WRITTEN TASK
Reproduce every record below with "intersection count sheet" replaced by "crossing tally sheet" and nothing else changed. Omit the pictures from your output.

SUPPLIED ENTRIES
------------

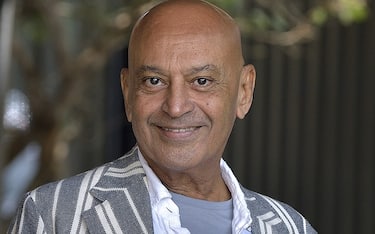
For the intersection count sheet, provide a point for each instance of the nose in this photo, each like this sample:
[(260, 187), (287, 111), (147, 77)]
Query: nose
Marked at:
[(178, 101)]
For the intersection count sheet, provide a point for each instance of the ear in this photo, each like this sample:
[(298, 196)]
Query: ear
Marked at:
[(246, 90), (125, 92)]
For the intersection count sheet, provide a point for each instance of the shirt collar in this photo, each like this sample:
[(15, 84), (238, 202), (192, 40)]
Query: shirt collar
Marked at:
[(241, 214)]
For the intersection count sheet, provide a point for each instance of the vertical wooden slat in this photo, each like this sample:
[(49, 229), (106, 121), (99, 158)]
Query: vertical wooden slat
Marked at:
[(291, 136), (365, 156), (327, 148), (274, 128), (346, 118), (309, 131)]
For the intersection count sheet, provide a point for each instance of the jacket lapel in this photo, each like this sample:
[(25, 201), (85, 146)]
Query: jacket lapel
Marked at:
[(124, 205)]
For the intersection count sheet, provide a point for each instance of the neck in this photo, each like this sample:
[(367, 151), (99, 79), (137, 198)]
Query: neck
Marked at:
[(199, 183)]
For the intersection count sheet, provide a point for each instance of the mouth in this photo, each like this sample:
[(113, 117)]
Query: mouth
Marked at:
[(179, 133), (179, 130)]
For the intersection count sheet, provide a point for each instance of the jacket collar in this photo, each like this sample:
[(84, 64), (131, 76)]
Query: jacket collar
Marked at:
[(124, 203)]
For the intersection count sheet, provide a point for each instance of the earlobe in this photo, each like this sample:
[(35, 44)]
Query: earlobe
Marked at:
[(125, 92), (246, 90)]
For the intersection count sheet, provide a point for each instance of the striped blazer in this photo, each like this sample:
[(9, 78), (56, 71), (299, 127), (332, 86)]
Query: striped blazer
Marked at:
[(113, 198)]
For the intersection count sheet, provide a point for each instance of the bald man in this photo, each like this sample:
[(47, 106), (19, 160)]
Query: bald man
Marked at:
[(185, 86)]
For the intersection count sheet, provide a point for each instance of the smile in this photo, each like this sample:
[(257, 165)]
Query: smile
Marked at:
[(179, 130)]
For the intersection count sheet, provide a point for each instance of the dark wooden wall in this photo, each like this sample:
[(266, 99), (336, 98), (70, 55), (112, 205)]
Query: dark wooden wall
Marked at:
[(309, 139)]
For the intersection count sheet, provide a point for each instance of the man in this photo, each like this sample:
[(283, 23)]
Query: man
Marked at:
[(185, 86)]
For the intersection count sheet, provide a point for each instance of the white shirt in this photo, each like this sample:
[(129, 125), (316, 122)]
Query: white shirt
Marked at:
[(165, 213)]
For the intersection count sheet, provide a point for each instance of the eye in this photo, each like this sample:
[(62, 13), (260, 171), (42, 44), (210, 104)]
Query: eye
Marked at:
[(202, 81), (153, 81)]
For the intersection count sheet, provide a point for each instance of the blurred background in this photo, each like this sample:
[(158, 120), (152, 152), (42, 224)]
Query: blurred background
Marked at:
[(309, 139)]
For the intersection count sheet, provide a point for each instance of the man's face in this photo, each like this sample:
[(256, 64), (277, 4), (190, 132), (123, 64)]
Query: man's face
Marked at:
[(181, 93)]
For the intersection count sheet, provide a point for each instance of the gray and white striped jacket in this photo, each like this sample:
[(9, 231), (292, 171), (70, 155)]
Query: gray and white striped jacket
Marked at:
[(113, 198)]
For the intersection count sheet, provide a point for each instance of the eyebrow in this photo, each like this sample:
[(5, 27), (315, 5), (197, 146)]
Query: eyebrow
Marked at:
[(192, 71), (207, 67), (149, 68)]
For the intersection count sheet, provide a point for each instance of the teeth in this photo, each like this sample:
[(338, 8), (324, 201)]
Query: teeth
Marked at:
[(178, 130)]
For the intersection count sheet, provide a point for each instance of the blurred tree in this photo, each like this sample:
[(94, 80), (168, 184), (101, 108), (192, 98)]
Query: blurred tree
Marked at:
[(60, 45)]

------------

TASK ANSWER
For the crossing tally sheet, provide a point for each instance of the nose in this photo, each like this sample:
[(260, 187), (287, 111), (147, 77)]
Query: nose
Marked at:
[(178, 101)]
For the crossing tally sheet, provide a point for each instance of the ear in this photo, each like this sample:
[(298, 196)]
Query: ear
Marked at:
[(246, 90), (125, 92)]
For the crossing tally sheet, provide a point for each instance of the shirt collar in this photo, each like this sample:
[(15, 84), (238, 202), (192, 40)]
Query: shirt collar
Marked at:
[(241, 214)]
For the crossing tally sheet, provide a point for each instance of the vertical wooden slat in this photo, each like this sample:
[(49, 229), (106, 121), (99, 158)]
Query: vertical wooden slat
Marked at:
[(291, 136), (365, 156), (327, 148), (274, 128), (346, 118), (309, 131)]
For the crossing tally sheet, provide a point for each instance of the jacket lapel in this photo, each like this sample:
[(25, 201), (85, 146)]
Query: jacket lapel
Marked at:
[(124, 205)]
For the crossing tally sheet, provide a point for each instance of the neck in this photo, each like this sample:
[(367, 151), (99, 79), (137, 198)]
Query: neck
Marked at:
[(199, 183)]
For the crossing tally sheet, provide a point for each instance of the mouth in this photo, each like this sample:
[(113, 117)]
Query: mouth
Marked at:
[(179, 133), (179, 130)]
For the crossing tally sheet, provide a point for each instance of the jacket collar in this photo, each like this sample:
[(84, 64), (131, 76)]
Query: jacket collar
Marked at:
[(124, 203)]
For the crossing tally sheet, provide a point for each instance of the earlobe in this photo, each like this sample:
[(35, 44)]
Query: earlobe
Marked at:
[(125, 92), (246, 90)]
For the crossing tally sheet, provide a point for each instance of the striped blazer in this photo, each like this sample:
[(9, 78), (56, 71), (299, 127), (332, 86)]
Query: striped blazer
Marked at:
[(113, 198)]
For the crossing tally sheet, provide a point for each instance of the bald man in this photo, each like this sample:
[(47, 106), (19, 160)]
Query: bald man
Marked at:
[(185, 86)]
For the crossing tally sheet, provide a point for each instance of the smile in this photo, each like this sample:
[(257, 165)]
Query: smile
Marked at:
[(179, 130)]
For the crossing tally sheet, provide a point for each instance of the dark wooden wall in this photo, each like this sample:
[(266, 99), (336, 98), (70, 55), (112, 205)]
Query: dark wooden wall
Marked at:
[(309, 139)]
For the crossing tally sheet, provide a point for each instance of the man in this photo, each like this sample:
[(283, 23)]
Query: man
Marked at:
[(185, 86)]
For the crossing tally sheet, provide a point for each instance of the white shirt in this photo, each like this sample:
[(129, 125), (316, 122)]
Query: white shirt
Marked at:
[(165, 213)]
For the crossing tally sheet, provide a point for each instance of the eye in this photo, each like this sample:
[(62, 13), (260, 171), (42, 44), (210, 104)]
Query: eye
Marked at:
[(202, 81), (153, 81)]
For the crossing tally sheet, provide a point for each instance of the blurred background in this photo, each like this sample:
[(158, 120), (152, 152), (42, 224)]
Query: blurred background
Marked at:
[(309, 139)]
For the crossing tally sheet, provide a point for each instance of the man's face in this photo, each like this sample:
[(256, 64), (277, 4), (190, 132), (123, 64)]
Query: man's face
Marked at:
[(181, 93)]
For the crossing tally sheet, provide a point for each instance of the gray and white striped jacket in this photo, each like this sample:
[(9, 231), (292, 171), (70, 155)]
Query: gray and white striped jacket
Marked at:
[(113, 198)]
For the crossing tally sheet, provide a point for each instance of the eyebrow in this photo, each like this sample:
[(5, 27), (315, 5), (197, 146)]
Query: eyebrow
Marked at:
[(192, 71), (207, 67), (149, 68)]
For the crossing tally sheet, provide a point for each instance of the teeth in this photo, each like this sample:
[(338, 8), (324, 201)]
Query: teeth
Marked at:
[(178, 130)]
For the crossing tally sheet, provide a point for each instance of the blurred tree in this photo, each like this sample:
[(94, 80), (168, 184), (101, 108), (192, 98)]
Query: blurred tree
Marked at:
[(60, 45)]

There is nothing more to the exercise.